Copy the listing below word for word, without the pictures.

** begin Information given **

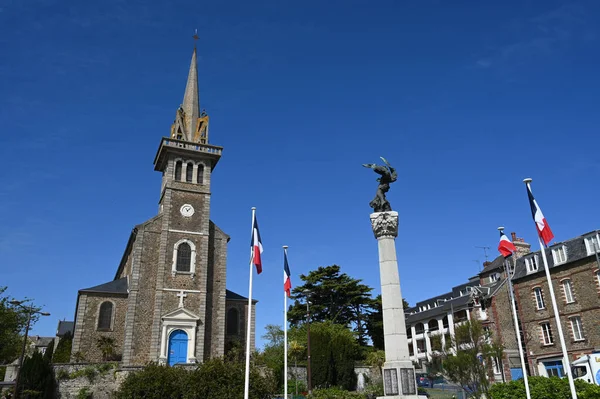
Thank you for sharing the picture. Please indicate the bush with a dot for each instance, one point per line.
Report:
(334, 393)
(214, 378)
(544, 388)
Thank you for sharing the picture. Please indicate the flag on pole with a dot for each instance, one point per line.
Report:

** end Information given **

[Reply]
Thank you for sharing the picture. Please indicate the bush with a dot for each instance, one point per line.
Report:
(334, 393)
(214, 378)
(544, 388)
Thank you for sharing the picture. Please indicate the flag on pole with a dot for each instance, one point per line.
Report:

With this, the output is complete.